[Written request]: Transcribe every line of the listing below without any deviation.

[Working data]:
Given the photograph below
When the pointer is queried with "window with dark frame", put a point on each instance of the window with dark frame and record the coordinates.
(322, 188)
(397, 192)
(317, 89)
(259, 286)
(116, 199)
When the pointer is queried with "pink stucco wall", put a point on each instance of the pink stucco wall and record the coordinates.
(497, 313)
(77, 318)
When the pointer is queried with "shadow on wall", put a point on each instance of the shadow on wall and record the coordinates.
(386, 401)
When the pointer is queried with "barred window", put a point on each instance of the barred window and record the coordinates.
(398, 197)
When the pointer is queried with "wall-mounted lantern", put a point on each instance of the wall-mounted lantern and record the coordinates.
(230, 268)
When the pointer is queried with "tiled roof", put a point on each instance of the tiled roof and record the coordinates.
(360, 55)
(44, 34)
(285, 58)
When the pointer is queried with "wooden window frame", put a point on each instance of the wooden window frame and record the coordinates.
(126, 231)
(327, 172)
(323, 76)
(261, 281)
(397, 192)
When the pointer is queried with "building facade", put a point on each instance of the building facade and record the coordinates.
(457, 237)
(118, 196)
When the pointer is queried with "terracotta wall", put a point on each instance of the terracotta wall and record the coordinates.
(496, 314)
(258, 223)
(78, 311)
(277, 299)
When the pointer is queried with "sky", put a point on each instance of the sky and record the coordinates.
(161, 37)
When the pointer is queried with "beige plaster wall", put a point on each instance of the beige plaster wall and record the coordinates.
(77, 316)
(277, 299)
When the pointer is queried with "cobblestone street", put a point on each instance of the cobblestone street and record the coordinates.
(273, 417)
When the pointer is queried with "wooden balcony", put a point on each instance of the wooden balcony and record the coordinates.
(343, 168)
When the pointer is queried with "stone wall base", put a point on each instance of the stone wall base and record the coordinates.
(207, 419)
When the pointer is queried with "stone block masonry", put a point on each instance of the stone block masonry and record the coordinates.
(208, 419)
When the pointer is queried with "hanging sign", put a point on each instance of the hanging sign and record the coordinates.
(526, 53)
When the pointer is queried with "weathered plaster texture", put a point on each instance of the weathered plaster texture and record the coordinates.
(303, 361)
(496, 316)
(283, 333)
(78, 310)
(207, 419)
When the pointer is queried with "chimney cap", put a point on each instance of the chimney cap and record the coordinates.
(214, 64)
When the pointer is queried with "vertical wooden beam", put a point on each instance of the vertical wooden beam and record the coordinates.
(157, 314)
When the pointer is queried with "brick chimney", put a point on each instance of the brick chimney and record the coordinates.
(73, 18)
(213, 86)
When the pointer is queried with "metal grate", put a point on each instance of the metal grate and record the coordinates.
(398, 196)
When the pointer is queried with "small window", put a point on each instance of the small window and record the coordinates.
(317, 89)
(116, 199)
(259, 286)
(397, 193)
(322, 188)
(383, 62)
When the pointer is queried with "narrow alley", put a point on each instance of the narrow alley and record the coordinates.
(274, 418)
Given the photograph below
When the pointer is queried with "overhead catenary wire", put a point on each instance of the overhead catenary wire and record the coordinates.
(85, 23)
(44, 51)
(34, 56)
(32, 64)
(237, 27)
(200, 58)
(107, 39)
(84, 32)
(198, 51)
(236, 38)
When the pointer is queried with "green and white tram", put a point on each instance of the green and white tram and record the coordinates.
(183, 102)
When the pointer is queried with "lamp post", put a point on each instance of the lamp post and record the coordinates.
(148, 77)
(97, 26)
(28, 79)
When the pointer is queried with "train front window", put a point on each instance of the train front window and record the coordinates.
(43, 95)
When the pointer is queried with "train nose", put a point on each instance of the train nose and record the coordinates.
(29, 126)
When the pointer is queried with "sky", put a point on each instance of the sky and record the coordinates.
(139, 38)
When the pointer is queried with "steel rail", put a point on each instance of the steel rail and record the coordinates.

[Full response]:
Given the photograph below
When the pointer is queried with "window with dark frame", put a point on each instance of the window with dark frame and record the coordinates.
(322, 188)
(397, 192)
(317, 89)
(259, 286)
(116, 199)
When the pointer is queried with "pink stucco wall", put a point on each instance of the pink stucco wall and record the coordinates.
(497, 313)
(77, 318)
When the pointer is queried with "shadow on wall", put a point on each instance of the shadow on wall and record the coordinates.
(386, 401)
When the pointer is queried with "barred window", put a point on each instance of the barred window and record the coordinates.
(398, 197)
When the pointer is queried with "wall-mounted lantern", put a point on each instance of the wall-mounted lantern and record the coordinates.
(230, 268)
When the pointer is queried with "tiled roof", put a point on each instance of the tiled roof and record the coordinates.
(360, 55)
(44, 34)
(285, 58)
When the pointer is queried with "wooden window frame", put a point on each instance of the wooden window frame and record the coordinates.
(126, 231)
(327, 172)
(323, 76)
(261, 281)
(397, 192)
When the pointer is queried with "building facade", put a point on each instance of the building facade and record the coordinates.
(457, 237)
(118, 196)
When the pointer is queried with "terracotta wall", put a point on each instance of the terracotta wall and record the coordinates.
(496, 314)
(258, 223)
(78, 311)
(277, 299)
When the pointer is queried with "sky", put a point on each instance of the sky and record the coordinates.
(161, 37)
When the pointer is queried with "beige plaster wall", put a point on each instance of the beige plaster wall and record the coordinates.
(77, 316)
(277, 299)
When the pointer is queried with "cobblestone street", put a point on each instance of the cobblestone street and record the coordinates.
(273, 417)
When the pointer is queried with "wooden balcony", put a point on each instance of the wooden balcony and record the coordinates.
(343, 168)
When the pointer is queried with "stone wall base", put a point on each instance of the stone wall base and record the coordinates.
(207, 419)
When the pointer is queried with "stone block masonry", put a point on each instance of the stone block masonry and record the coordinates.
(208, 419)
When the pointer is queried with "hanging sign", put a point on each instance of the hanging sign and record the coordinates.
(526, 53)
When the pointer is queried with "weathered plaster texture", put a point on each instance of the weathered plaster texture and record the coordinates.
(303, 361)
(496, 316)
(283, 333)
(78, 310)
(207, 419)
When the pointer is queried with "chimney cap", put a point on each instance of the chimney cap and record the coordinates.
(214, 64)
When the pointer is queried with "vertical wooden beam", put a point on each instance of the vertical wooden beam and record the coordinates.
(157, 314)
When the pointer is queried with "brick chimney", put a point on each instance of the brick chimney and record the coordinates.
(73, 18)
(213, 86)
When the pointer is queried with "metal grate", put a point on each instance of the metal grate and record the coordinates.
(398, 196)
When the pointer is queried with "small window", put a point on each instance of the small window and record the coordinates.
(317, 89)
(116, 199)
(259, 286)
(397, 193)
(322, 188)
(383, 62)
When the pointer is queried with "narrow alley", put a point on each instance of the narrow alley and record the coordinates.
(274, 418)
Given the photograph below
When the pointer is queried with "overhead catenary wire", put a point on each instance of the overhead catenary wire and record the coordinates.
(85, 23)
(44, 51)
(34, 56)
(32, 64)
(237, 27)
(200, 58)
(107, 39)
(84, 32)
(198, 51)
(236, 38)
When the pointer is queried with "green and white tram", put a point on each instance of the green and white tram and record the coordinates.
(183, 102)
When the pointer is queried with "lamp post", put a point on each instance of the lamp post and record the coordinates.
(148, 77)
(97, 26)
(28, 79)
When the pointer is queried with "train front window", put a point on each instance of the train front window and record the coordinates.
(43, 95)
When the pointer is queried with "train nose", put a point on each instance of the train nose and record the coordinates.
(29, 126)
When the pointer is queried with "sky", put a point on each instance of the sky and record the coordinates.
(139, 38)
When the pointer is queried with "steel rail", put a point on each instance of the steel rail and record the coordinates.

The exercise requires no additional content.